TASK TO CARRY OUT
Update the rows so that "segment" becomes "outline" wherever it occurs. Leave everything else unchanged.

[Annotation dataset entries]

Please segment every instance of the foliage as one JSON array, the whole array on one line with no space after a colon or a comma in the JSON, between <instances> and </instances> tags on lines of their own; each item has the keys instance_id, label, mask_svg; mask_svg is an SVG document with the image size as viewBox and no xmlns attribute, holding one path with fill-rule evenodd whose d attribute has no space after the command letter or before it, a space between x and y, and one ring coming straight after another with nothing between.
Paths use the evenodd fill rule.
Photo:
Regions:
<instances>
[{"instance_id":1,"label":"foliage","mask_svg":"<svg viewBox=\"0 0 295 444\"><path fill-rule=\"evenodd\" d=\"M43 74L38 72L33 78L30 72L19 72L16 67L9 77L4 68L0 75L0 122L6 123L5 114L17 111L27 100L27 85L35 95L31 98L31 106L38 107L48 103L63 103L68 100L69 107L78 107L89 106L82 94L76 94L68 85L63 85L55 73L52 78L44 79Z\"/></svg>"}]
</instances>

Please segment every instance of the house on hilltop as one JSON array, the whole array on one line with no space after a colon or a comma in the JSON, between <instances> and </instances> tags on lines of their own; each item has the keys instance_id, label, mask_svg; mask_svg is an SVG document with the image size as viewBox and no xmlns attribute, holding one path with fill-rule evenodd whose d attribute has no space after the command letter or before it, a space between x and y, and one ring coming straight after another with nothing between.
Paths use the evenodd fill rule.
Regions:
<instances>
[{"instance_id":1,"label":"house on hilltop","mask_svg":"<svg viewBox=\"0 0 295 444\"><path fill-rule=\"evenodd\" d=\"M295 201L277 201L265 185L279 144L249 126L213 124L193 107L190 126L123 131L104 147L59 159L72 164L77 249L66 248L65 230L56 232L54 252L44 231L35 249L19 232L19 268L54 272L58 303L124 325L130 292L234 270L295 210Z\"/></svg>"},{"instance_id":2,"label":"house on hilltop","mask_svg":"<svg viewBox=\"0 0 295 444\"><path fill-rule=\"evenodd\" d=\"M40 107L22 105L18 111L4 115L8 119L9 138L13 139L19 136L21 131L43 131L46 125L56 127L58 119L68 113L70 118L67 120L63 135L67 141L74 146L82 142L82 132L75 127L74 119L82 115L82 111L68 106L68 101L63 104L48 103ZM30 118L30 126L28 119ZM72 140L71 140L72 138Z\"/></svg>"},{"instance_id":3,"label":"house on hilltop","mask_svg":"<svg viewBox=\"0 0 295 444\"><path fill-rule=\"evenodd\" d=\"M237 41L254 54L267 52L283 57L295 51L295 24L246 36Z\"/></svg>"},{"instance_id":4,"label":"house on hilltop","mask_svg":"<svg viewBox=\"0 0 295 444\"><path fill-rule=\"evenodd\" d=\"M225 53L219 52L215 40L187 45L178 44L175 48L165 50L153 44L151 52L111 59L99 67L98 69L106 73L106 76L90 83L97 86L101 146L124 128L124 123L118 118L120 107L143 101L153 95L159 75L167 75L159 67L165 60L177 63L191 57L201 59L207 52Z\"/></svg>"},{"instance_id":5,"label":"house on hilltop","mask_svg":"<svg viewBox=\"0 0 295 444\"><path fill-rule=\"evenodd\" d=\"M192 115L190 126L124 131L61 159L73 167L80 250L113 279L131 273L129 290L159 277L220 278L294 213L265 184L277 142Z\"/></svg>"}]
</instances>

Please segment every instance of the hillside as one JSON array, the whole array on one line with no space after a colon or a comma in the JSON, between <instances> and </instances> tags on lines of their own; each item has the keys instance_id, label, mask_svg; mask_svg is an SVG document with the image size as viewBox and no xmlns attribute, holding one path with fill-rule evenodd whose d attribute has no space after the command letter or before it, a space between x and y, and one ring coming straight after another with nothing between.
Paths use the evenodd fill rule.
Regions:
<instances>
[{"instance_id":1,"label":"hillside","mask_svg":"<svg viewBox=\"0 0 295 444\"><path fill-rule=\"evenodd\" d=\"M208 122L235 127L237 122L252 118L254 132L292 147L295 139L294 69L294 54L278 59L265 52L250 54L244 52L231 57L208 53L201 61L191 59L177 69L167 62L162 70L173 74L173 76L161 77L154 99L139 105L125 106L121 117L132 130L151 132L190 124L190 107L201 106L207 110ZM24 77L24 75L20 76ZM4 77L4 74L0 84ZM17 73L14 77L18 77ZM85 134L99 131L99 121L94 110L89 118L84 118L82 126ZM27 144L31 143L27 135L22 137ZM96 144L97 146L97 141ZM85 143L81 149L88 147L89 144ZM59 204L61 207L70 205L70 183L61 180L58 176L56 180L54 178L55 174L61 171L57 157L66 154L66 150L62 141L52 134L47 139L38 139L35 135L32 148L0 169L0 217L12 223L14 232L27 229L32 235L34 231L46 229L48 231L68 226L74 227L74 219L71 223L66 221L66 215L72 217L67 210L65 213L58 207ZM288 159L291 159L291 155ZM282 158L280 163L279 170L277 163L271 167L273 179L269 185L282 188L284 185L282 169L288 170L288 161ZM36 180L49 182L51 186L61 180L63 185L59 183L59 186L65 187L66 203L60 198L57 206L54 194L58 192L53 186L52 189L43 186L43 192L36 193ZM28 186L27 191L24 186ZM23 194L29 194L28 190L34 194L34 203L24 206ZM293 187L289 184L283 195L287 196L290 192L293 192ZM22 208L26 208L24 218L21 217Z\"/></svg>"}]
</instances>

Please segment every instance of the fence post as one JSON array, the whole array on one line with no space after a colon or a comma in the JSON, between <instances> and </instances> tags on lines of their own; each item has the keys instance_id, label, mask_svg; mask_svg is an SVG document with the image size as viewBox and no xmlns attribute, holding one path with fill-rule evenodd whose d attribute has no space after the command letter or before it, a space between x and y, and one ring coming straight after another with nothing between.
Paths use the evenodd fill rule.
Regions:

RESULT OF THIS TASK
Please outline every instance of the foliage as one JSON array, the whole array on one line with no space after a colon or a comma in the JSON, between <instances> and </instances> tags on lines of their own; each item has the keys instance_id, label, mask_svg; mask_svg is an SVG document with the image size as viewBox and no xmlns attribute, holding one path with fill-rule evenodd whose d attribute has no space after the command letter or before it, a space between x and y, and one ring coming straight after another with nothing between.
Paths use the evenodd fill rule.
Photo:
Regions:
<instances>
[{"instance_id":1,"label":"foliage","mask_svg":"<svg viewBox=\"0 0 295 444\"><path fill-rule=\"evenodd\" d=\"M43 74L38 72L33 78L30 72L19 72L16 67L9 77L4 68L0 75L0 122L6 123L5 114L17 111L27 100L27 85L35 95L31 98L31 106L38 107L48 103L63 103L68 100L69 107L78 107L89 106L82 94L76 94L68 85L63 85L55 73L52 78L44 79Z\"/></svg>"}]
</instances>

Please outline every instance of the house on hilltop as one JSON array, the whole array on one line with no space after a colon or a comma in the JSON, between <instances> and </instances> tags on lines of their own; each item has the keys instance_id, label, mask_svg; mask_svg is an SVG document with the image size as viewBox and no xmlns attribute, holding one path with fill-rule evenodd whose d attribute has no space after the command letter or before it, a space between x and y, and one ring coming straight after another with nothing between.
Paths use the evenodd fill rule.
Regions:
<instances>
[{"instance_id":1,"label":"house on hilltop","mask_svg":"<svg viewBox=\"0 0 295 444\"><path fill-rule=\"evenodd\" d=\"M295 201L277 201L265 185L279 144L249 126L213 124L193 107L190 126L123 131L104 147L59 159L72 164L77 249L66 248L65 230L56 232L54 252L44 231L35 249L19 232L19 268L54 272L58 303L124 325L130 292L234 270L295 210Z\"/></svg>"},{"instance_id":2,"label":"house on hilltop","mask_svg":"<svg viewBox=\"0 0 295 444\"><path fill-rule=\"evenodd\" d=\"M40 107L22 105L18 111L4 115L8 119L9 138L13 139L19 136L21 131L43 131L46 125L56 127L58 119L68 113L70 118L67 120L63 135L67 141L74 146L82 142L82 132L75 127L74 119L82 115L82 111L68 106L68 101L63 104L48 103ZM30 118L30 126L28 119ZM72 140L71 140L72 138Z\"/></svg>"},{"instance_id":3,"label":"house on hilltop","mask_svg":"<svg viewBox=\"0 0 295 444\"><path fill-rule=\"evenodd\" d=\"M237 41L254 54L267 52L283 57L295 51L295 24L246 36Z\"/></svg>"},{"instance_id":4,"label":"house on hilltop","mask_svg":"<svg viewBox=\"0 0 295 444\"><path fill-rule=\"evenodd\" d=\"M225 53L219 52L215 40L187 45L178 44L175 48L165 50L153 44L151 52L111 59L99 67L98 69L106 73L106 76L90 83L97 86L101 146L124 128L124 123L118 118L120 107L143 101L153 95L159 75L167 75L159 67L165 60L177 63L191 57L201 59L207 52Z\"/></svg>"},{"instance_id":5,"label":"house on hilltop","mask_svg":"<svg viewBox=\"0 0 295 444\"><path fill-rule=\"evenodd\" d=\"M192 115L190 126L124 131L61 159L73 167L80 250L113 279L131 273L129 290L159 277L220 278L294 213L265 184L277 142Z\"/></svg>"}]
</instances>

Please outline every instance of the hillside as one JSON array, the whole array on one line with no space after a colon or a comma in the JSON, between <instances> and </instances> tags on lines of their own; each item has the keys instance_id, label, mask_svg; mask_svg is an SVG document with the image size as viewBox and no xmlns attribute, holding one path with fill-rule evenodd whose d attribute has no space after the command letter or before it, a space between x and y, and one ring coming straight after another with nothing between.
Paths use the evenodd fill rule.
Regions:
<instances>
[{"instance_id":1,"label":"hillside","mask_svg":"<svg viewBox=\"0 0 295 444\"><path fill-rule=\"evenodd\" d=\"M208 122L235 127L237 122L252 118L254 132L292 147L295 139L294 69L294 54L278 59L265 52L250 54L244 52L231 57L208 53L201 61L191 59L177 69L167 62L162 70L173 74L173 76L161 77L154 99L139 105L125 106L121 117L132 130L151 132L190 124L190 107L201 106L207 110ZM24 77L24 75L20 76ZM4 77L4 74L0 84ZM17 73L14 77L18 77ZM85 134L99 131L99 121L94 110L89 118L84 118L82 126ZM27 144L31 143L27 135L22 137ZM96 144L97 146L97 141ZM85 143L81 149L88 147L89 144ZM59 204L61 207L70 205L70 183L61 180L58 176L56 180L54 178L55 174L61 171L57 157L66 154L66 150L62 141L52 134L47 139L38 139L35 135L32 148L0 169L0 217L12 223L14 232L27 229L32 235L34 231L46 229L48 231L68 226L74 227L74 219L71 223L66 221L66 215L72 217L67 210L65 213L58 207ZM288 159L291 159L291 155ZM282 158L280 163L279 170L277 163L271 167L273 179L269 185L282 188L284 185L282 169L288 170L288 161ZM36 180L49 182L51 186L61 180L63 185L59 183L59 186L65 187L66 203L60 198L57 206L54 194L58 192L53 186L52 189L43 186L43 192L36 193ZM28 186L27 191L24 186ZM23 194L29 194L28 190L34 194L34 203L24 206ZM293 187L289 184L283 195L287 196L290 192L293 192ZM22 208L26 208L24 218L21 217Z\"/></svg>"}]
</instances>

Please outline every instance of the fence post as one JSON array, the whole array on one line with no space after a colon or a comma in the JSON, between <instances> and </instances> tags on lines of their own; each item has the keys instance_id, label, mask_svg; mask_svg is an SVG document with the image size as viewBox and no xmlns attribute, holding one path with fill-rule evenodd whose d attribute has no space after the command letter or before it, a space between x and y, and one ring coming straight after another with nothing between.
Paths use the evenodd fill rule.
Regions:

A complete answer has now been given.